Task details: The expected result is a word-for-word copy of the entries, minus any pictures.

Top of Records supplied

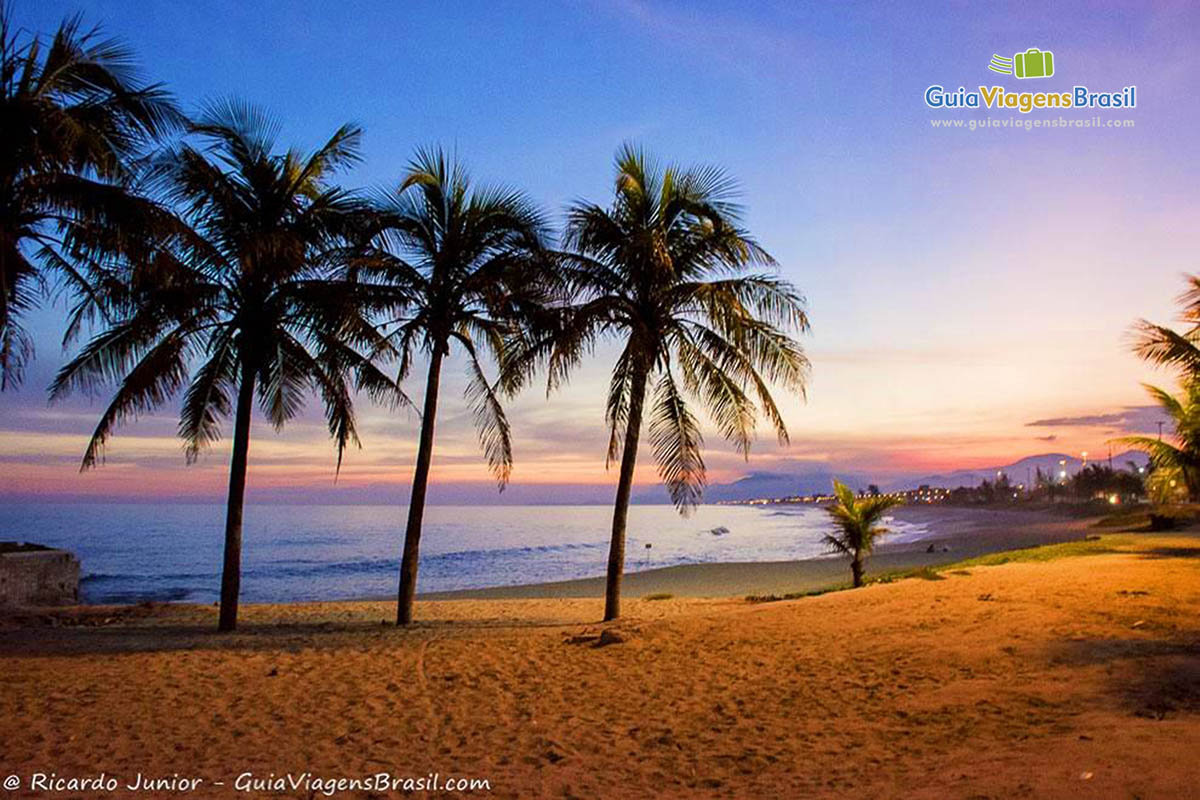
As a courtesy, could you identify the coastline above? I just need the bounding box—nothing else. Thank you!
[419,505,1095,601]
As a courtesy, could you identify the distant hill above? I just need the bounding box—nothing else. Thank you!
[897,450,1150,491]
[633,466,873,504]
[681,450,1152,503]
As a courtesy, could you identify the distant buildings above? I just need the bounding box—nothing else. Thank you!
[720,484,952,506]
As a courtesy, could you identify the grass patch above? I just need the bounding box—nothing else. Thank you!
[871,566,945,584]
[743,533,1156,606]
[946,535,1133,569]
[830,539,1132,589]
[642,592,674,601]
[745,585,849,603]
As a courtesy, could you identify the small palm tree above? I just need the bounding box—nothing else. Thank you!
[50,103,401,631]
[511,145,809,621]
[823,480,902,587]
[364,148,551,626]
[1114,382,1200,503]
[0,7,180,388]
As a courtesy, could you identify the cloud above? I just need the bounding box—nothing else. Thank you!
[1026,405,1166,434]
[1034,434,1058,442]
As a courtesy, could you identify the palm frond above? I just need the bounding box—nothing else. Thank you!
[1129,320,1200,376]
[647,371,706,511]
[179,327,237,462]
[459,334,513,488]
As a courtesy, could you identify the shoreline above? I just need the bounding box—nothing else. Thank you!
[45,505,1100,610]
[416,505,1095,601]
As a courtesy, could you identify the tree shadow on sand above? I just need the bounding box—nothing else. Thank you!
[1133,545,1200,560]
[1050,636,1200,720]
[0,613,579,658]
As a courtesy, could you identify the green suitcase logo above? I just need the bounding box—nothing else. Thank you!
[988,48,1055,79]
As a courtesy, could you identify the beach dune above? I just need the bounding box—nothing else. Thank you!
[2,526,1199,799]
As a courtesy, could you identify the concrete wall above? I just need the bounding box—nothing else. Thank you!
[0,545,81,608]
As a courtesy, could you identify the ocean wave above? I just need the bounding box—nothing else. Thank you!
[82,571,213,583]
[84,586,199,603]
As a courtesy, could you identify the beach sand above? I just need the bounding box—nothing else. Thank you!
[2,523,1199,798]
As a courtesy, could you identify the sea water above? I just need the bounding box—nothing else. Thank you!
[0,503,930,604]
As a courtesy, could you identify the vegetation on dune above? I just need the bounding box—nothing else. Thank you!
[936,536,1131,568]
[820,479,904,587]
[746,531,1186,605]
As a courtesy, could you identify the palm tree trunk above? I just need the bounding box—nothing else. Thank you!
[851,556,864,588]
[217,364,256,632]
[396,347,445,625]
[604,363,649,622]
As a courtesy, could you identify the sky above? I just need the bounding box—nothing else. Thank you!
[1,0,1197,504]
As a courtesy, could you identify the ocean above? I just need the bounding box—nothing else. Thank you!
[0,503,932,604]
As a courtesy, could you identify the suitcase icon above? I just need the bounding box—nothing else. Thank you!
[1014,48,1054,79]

Bottom of Records supplied

Exercise solution:
As a courtesy, could you identify the coastline above? I just need the bounding box—nothing else. Thank you!
[419,505,1095,601]
As a courtesy, could you identify the distant hill above? I just need the bounding box—nothing else. Thank you!
[897,450,1150,491]
[633,466,873,504]
[681,450,1152,503]
As a courtesy, could you identify the distant buildings above? I just need the bounding box—nothing else. Thank you!
[720,484,952,506]
As a courtesy, could you identify the grass patch above? I just need the bounding box—nothing else. Thank you!
[871,566,945,584]
[743,533,1156,606]
[946,535,1133,569]
[830,539,1132,589]
[642,592,674,601]
[745,585,849,603]
As a courtesy, could you identify the small palm tree above? I just need the bounding box—nothing else. Thank you!
[50,103,401,631]
[511,145,809,621]
[823,480,902,587]
[364,148,551,626]
[1114,382,1200,503]
[0,7,180,388]
As a courtesy, could you identify the cloud above? I just need the bounding box—nothing else. Thank you!
[1026,405,1166,434]
[1034,434,1058,442]
As a courtesy, could you identify the palm frond above? I just need the bounding box—nothing else. Thank you!
[1129,320,1200,376]
[647,371,706,511]
[179,327,237,462]
[459,334,513,488]
As a courtesy, could you identify the shoreline above? I just need the bounding box—nothing else. Thank you!
[45,505,1100,610]
[416,505,1095,601]
As a courtesy, could you identify the tree shadow on sand above? I just need the bounding box—nothing else. Thank you!
[1133,545,1200,560]
[1050,636,1200,720]
[0,613,579,658]
As a courtesy, could you identify the green suitcase logo above? I just need the bounding box—nothing else. Thank you!
[988,48,1055,79]
As a courtesy, could you identify the beach dune above? I just need the bounding box—nothing else. Thank you!
[2,526,1199,799]
As a courtesy, could you identify the concrete wall above? I just need the bounding box—nothing else. Thank you!
[0,545,81,608]
As a courtesy, could you identify the ocean wave above? I just need the bounding box—nothing else. Thank you!
[82,571,213,583]
[84,586,199,603]
As a courtesy, could you identify the beach sand above? I just need the bounding box—nothing else. Thank you!
[2,523,1199,798]
As a courtesy, could you identify the sea water above? I just need the bounding box—nothing else. Thank you!
[0,503,930,604]
As a courtesy, could you identify the vegetation on dune above? I just need the bounding box—nothing else. Thank you!
[936,536,1131,568]
[820,479,904,587]
[746,531,1186,605]
As a courtesy, could you identify the palm tree trunk above? I just need the bounding box—nothing else. Thank you!
[851,556,864,588]
[217,364,256,632]
[396,347,445,625]
[604,363,649,622]
As a courtesy, could you identify the sky above? I just need the bounding box—nothing else. Thank you!
[1,0,1197,504]
As a courtesy, could you identify the ocean above? I just need the bounding box—nothing else. Thank you!
[0,503,932,604]
As a courtesy, could you identify the suitcase icon above? I just need the bounding box—nothing else. Thank you!
[1014,48,1054,79]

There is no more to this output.